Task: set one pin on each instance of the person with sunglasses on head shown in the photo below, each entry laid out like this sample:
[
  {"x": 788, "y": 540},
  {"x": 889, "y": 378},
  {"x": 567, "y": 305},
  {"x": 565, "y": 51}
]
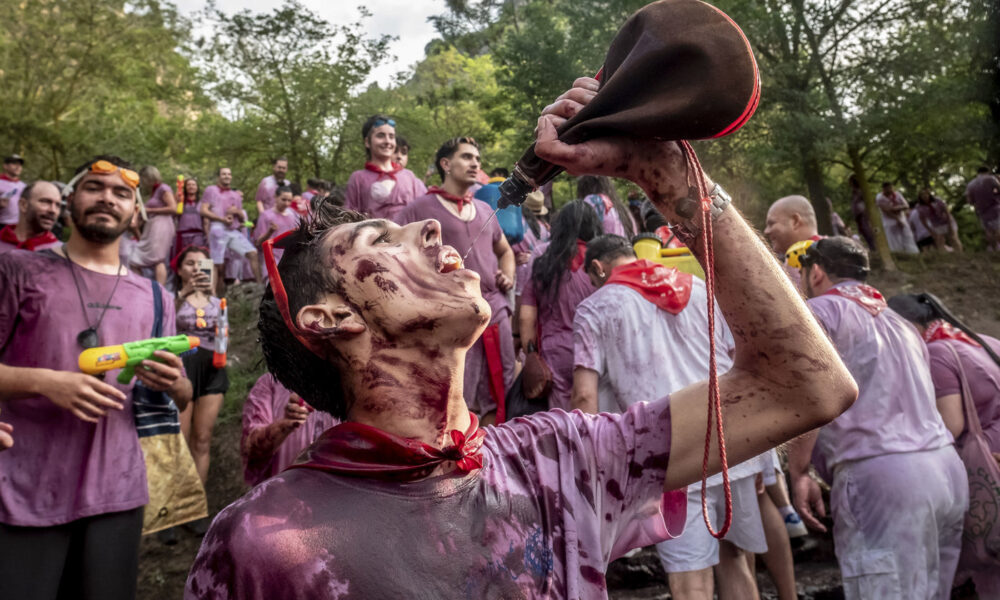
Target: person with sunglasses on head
[
  {"x": 370, "y": 321},
  {"x": 71, "y": 503},
  {"x": 384, "y": 187},
  {"x": 267, "y": 186},
  {"x": 11, "y": 187},
  {"x": 899, "y": 491},
  {"x": 223, "y": 207},
  {"x": 489, "y": 364},
  {"x": 39, "y": 207}
]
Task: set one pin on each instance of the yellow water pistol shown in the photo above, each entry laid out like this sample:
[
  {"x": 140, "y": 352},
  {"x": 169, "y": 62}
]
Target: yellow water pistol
[{"x": 127, "y": 356}]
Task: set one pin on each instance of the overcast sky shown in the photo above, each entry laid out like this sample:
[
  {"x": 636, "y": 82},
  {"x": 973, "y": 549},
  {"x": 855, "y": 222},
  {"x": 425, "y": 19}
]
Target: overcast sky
[{"x": 406, "y": 19}]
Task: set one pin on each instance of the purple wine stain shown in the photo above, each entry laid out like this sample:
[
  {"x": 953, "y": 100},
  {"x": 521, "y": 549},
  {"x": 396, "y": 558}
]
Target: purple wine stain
[
  {"x": 386, "y": 285},
  {"x": 366, "y": 268},
  {"x": 593, "y": 576}
]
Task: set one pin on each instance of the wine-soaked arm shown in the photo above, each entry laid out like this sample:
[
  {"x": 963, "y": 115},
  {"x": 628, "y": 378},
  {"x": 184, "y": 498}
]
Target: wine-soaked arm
[{"x": 787, "y": 378}]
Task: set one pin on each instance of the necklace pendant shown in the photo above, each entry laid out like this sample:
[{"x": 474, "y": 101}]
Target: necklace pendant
[{"x": 88, "y": 339}]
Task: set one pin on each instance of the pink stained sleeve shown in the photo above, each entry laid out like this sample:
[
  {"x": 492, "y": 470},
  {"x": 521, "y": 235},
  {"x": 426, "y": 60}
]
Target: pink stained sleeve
[{"x": 257, "y": 414}]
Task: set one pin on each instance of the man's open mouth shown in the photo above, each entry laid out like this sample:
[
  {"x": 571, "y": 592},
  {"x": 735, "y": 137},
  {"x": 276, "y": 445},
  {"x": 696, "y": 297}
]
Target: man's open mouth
[{"x": 448, "y": 260}]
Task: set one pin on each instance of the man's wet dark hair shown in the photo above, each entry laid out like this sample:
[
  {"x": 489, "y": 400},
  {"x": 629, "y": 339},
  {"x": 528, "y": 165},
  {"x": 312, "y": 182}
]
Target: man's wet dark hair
[
  {"x": 841, "y": 258},
  {"x": 306, "y": 278},
  {"x": 924, "y": 308},
  {"x": 606, "y": 248},
  {"x": 449, "y": 148}
]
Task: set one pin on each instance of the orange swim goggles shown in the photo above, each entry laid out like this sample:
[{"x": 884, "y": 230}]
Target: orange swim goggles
[{"x": 103, "y": 167}]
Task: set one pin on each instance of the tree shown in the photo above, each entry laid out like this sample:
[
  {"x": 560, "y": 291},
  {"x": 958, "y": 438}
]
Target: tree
───
▶ What the task requires
Omitting the images, copy the listing exactly.

▶ Finished task
Task: set one pin on each instance of the person with sunglasses on head shown in the photo below, each entry laid out like this sample:
[
  {"x": 788, "y": 540},
  {"x": 889, "y": 378},
  {"x": 567, "y": 305},
  {"x": 565, "y": 51}
]
Target: person with sunglasses on head
[
  {"x": 370, "y": 321},
  {"x": 71, "y": 503},
  {"x": 384, "y": 187},
  {"x": 267, "y": 186},
  {"x": 11, "y": 187},
  {"x": 899, "y": 491},
  {"x": 223, "y": 207},
  {"x": 489, "y": 364},
  {"x": 39, "y": 207}
]
Task: set one pin on each instance of the yellow water pistol shown in the photo above, each entry laid out like this sample:
[
  {"x": 140, "y": 352},
  {"x": 169, "y": 62}
]
Target: yellow water pistol
[{"x": 127, "y": 356}]
Task: set one pin on each instance of the overcast sky shown in the photo above, each entry laid out like this sample:
[
  {"x": 636, "y": 82},
  {"x": 973, "y": 549},
  {"x": 855, "y": 222},
  {"x": 425, "y": 19}
]
Target: overcast sky
[{"x": 406, "y": 19}]
Task: set one pin on each instance of the purple wine stain shown in the photo above, each entry laid out like this sample:
[
  {"x": 953, "y": 100},
  {"x": 521, "y": 549},
  {"x": 396, "y": 558}
]
Target: purple wine stain
[
  {"x": 386, "y": 285},
  {"x": 366, "y": 268},
  {"x": 593, "y": 576}
]
Task: set one pin on each instance of the wine-soaked arm shown in the photo above, each entry laid out like this sample:
[
  {"x": 963, "y": 115},
  {"x": 628, "y": 378},
  {"x": 184, "y": 498}
]
Target: wine-soaked arm
[{"x": 787, "y": 378}]
Task: set one pin on each instance of the necklace pendant shown in the photo above, each entry laid out like this sample:
[{"x": 474, "y": 101}]
Target: necklace pendant
[{"x": 88, "y": 339}]
Task: set one pin on each instance of the pink stained sleeve shown in the photo above, each entry laid out like this sample:
[
  {"x": 492, "y": 470},
  {"x": 521, "y": 235},
  {"x": 426, "y": 60}
]
Target: pink stained sleeve
[{"x": 257, "y": 414}]
Task: set one pin on each instance of the man's open mouth shown in the photo above, each entry laid out like this sample:
[
  {"x": 571, "y": 592},
  {"x": 735, "y": 137},
  {"x": 276, "y": 445},
  {"x": 696, "y": 297}
]
Target: man's open mouth
[{"x": 448, "y": 260}]
Task: set one pin on each instance of the man's wet dark hair shown in the photo above, each entry laid out like this sample:
[
  {"x": 489, "y": 400},
  {"x": 629, "y": 339},
  {"x": 528, "y": 165},
  {"x": 312, "y": 182}
]
Target: man's wet dark hair
[
  {"x": 841, "y": 258},
  {"x": 306, "y": 278},
  {"x": 924, "y": 308},
  {"x": 606, "y": 248},
  {"x": 449, "y": 148}
]
Task: set one pin on each instance of the orange swim goggles shown in the photo above, each entry laid out like this sample:
[{"x": 884, "y": 230}]
Target: orange swim goggles
[{"x": 103, "y": 167}]
Task: set one pin on each instance of the tree shown in the photo above, each entry laid out like this sample:
[
  {"x": 560, "y": 291},
  {"x": 958, "y": 438}
]
Target: tree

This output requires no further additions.